Entries from a dataset:
+ + + + + + +

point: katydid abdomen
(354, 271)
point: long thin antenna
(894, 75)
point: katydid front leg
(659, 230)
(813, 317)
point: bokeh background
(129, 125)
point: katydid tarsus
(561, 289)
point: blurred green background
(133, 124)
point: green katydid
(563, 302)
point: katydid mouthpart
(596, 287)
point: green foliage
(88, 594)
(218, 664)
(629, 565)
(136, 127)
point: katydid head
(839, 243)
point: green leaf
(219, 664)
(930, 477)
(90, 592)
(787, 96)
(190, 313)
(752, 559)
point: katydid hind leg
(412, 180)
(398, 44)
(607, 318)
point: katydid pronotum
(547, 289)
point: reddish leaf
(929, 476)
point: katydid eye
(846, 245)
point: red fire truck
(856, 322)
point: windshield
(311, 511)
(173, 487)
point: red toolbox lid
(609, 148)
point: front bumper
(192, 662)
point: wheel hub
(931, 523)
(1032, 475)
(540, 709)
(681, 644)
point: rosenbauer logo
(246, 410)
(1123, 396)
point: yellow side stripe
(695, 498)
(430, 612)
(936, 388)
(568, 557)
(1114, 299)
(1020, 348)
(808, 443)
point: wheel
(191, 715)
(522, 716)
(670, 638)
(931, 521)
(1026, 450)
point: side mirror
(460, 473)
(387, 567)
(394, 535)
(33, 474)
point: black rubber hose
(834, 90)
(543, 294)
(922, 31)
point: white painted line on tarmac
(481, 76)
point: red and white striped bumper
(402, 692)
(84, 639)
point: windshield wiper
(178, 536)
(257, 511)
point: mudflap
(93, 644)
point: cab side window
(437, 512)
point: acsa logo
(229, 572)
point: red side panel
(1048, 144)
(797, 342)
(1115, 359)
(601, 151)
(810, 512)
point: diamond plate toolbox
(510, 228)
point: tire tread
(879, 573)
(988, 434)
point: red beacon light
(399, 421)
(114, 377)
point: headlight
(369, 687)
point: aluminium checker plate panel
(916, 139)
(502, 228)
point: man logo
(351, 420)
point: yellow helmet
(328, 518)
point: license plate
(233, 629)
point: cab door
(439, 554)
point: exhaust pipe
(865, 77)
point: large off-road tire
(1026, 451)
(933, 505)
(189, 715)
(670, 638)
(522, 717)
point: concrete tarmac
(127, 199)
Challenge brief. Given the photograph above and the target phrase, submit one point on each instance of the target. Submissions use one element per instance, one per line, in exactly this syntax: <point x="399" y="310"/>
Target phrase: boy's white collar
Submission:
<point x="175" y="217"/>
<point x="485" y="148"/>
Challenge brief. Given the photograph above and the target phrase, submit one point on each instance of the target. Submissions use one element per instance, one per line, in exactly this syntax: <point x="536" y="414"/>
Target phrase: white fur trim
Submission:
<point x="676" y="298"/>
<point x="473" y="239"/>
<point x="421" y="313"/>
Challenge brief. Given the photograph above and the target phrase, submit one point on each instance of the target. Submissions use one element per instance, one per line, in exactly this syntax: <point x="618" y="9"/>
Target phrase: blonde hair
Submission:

+ + + + + + +

* What to do
Reproduce the material above, every line of it, exactly.

* Finished answer
point: katydid abdomen
(354, 271)
point: long thin antenna
(894, 75)
point: katydid front leg
(659, 230)
(813, 317)
point: bokeh background
(129, 125)
point: katydid tarsus
(561, 289)
point: blurred green background
(133, 124)
point: green katydid
(563, 302)
point: katydid mouthpart
(596, 287)
point: green foliage
(88, 594)
(218, 664)
(629, 565)
(136, 127)
point: katydid head
(839, 243)
point: green leaf
(219, 664)
(930, 477)
(90, 592)
(787, 96)
(190, 313)
(752, 559)
point: katydid hind leg
(412, 180)
(398, 44)
(607, 318)
point: katydid pronotum
(547, 289)
point: reddish leaf
(929, 476)
point: katydid eye
(846, 245)
point: red fire truck
(856, 322)
point: windshield
(311, 511)
(173, 487)
point: red toolbox lid
(609, 148)
point: front bumper
(192, 662)
point: wheel hub
(931, 523)
(1032, 475)
(540, 709)
(681, 644)
point: rosenbauer logo
(246, 410)
(1123, 396)
point: yellow side stripe
(695, 498)
(430, 612)
(936, 388)
(568, 557)
(1114, 299)
(1020, 348)
(808, 443)
point: wheel
(191, 715)
(522, 716)
(670, 638)
(931, 521)
(1026, 450)
point: side mirror
(460, 473)
(387, 567)
(394, 535)
(33, 474)
point: black rubber hose
(834, 90)
(543, 294)
(922, 31)
point: white painted line on tarmac
(481, 76)
point: red and white striped bumper
(402, 692)
(84, 639)
point: windshield wiper
(178, 536)
(257, 511)
point: mudflap
(93, 644)
point: cab side window
(437, 512)
point: acsa logo
(229, 572)
point: red side panel
(1048, 144)
(797, 342)
(1115, 359)
(601, 151)
(810, 512)
point: diamond plate toolbox
(510, 228)
point: tire tread
(879, 573)
(988, 434)
point: red beacon light
(399, 421)
(114, 377)
point: headlight
(369, 687)
point: aluminium checker plate panel
(916, 139)
(502, 228)
point: man logo
(351, 420)
point: yellow helmet
(328, 518)
point: license plate
(233, 629)
point: cab door
(439, 554)
point: exhaust pipe
(865, 77)
point: large off-road tire
(1026, 451)
(933, 505)
(189, 715)
(670, 638)
(522, 717)
point: concrete tarmac
(127, 199)
Challenge brief. Given the photograph above and the target phrase, submit one point on each instance of the target. Submissions use one element per instance, one per line, in exactly this syntax: <point x="399" y="310"/>
Target phrase: boy's white collar
Submission:
<point x="175" y="217"/>
<point x="485" y="148"/>
Challenge brief. Given the photograph above and the target phrase, submit one point on each instance of the target. Submissions use one element per instance, one per line, in exactly this syntax: <point x="536" y="414"/>
Target phrase: white fur trim
Submission:
<point x="676" y="298"/>
<point x="473" y="239"/>
<point x="421" y="313"/>
Challenge brief. Given the photograph above and the target phrase, submit one point on each instance of the target. Submissions use one element per instance, one per line, in exactly this syntax: <point x="618" y="9"/>
Target phrase: blonde hair
Submission:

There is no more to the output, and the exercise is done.